Point-per-instance localization data
*** Begin section ***
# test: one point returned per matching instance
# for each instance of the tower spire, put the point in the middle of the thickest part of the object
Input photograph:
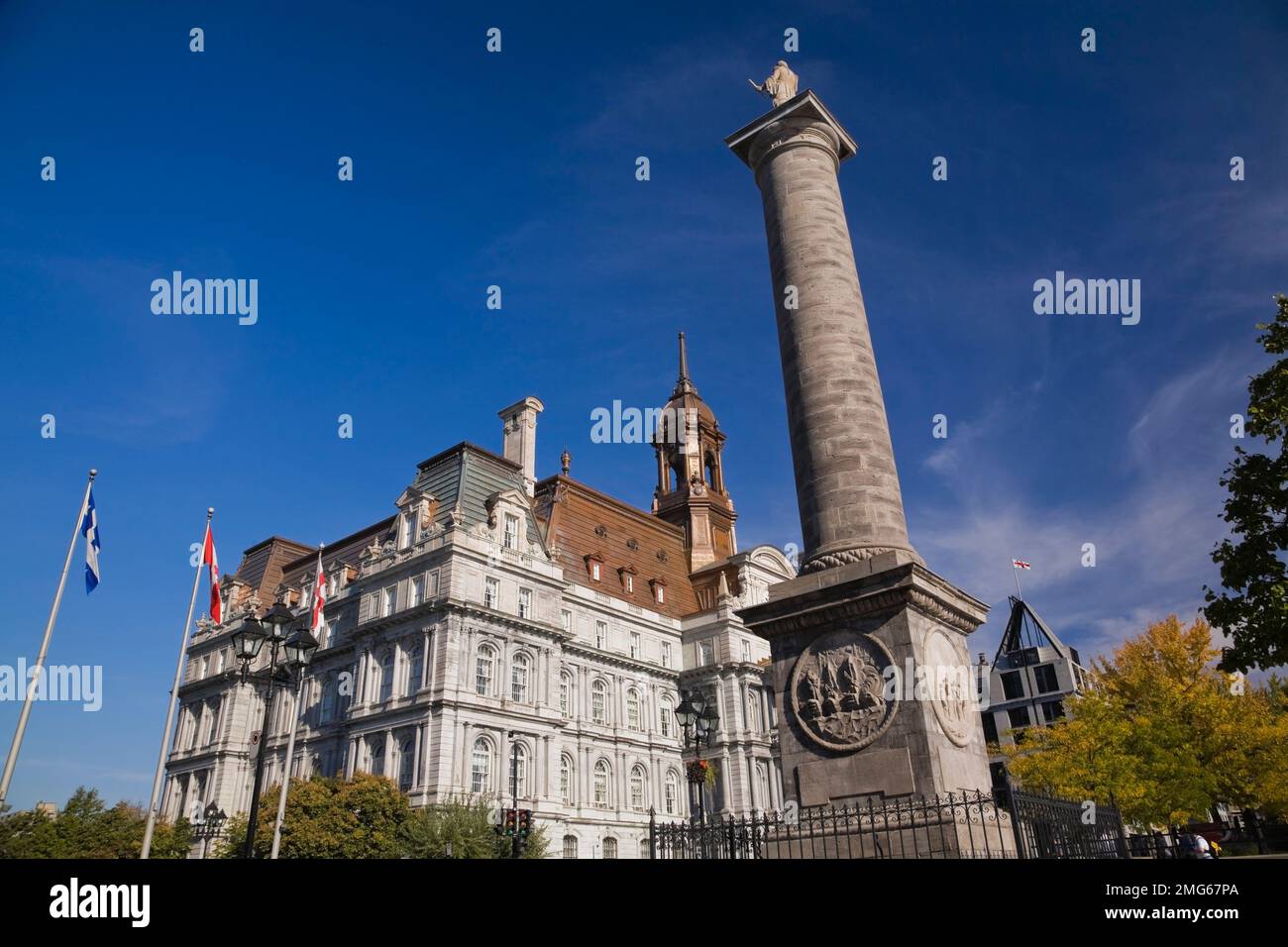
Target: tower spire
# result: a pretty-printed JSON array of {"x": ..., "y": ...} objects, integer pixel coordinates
*** End section ***
» **EXERCISE AIM**
Word for word, repeat the lines from the one holding "Target: tower spire" through the last line of the entries, both included.

» **REPLY TO THE EXERCISE**
Target: tower spire
# result: a pretty-printed JSON array of {"x": ..., "y": ...} objects, integer pixel coordinates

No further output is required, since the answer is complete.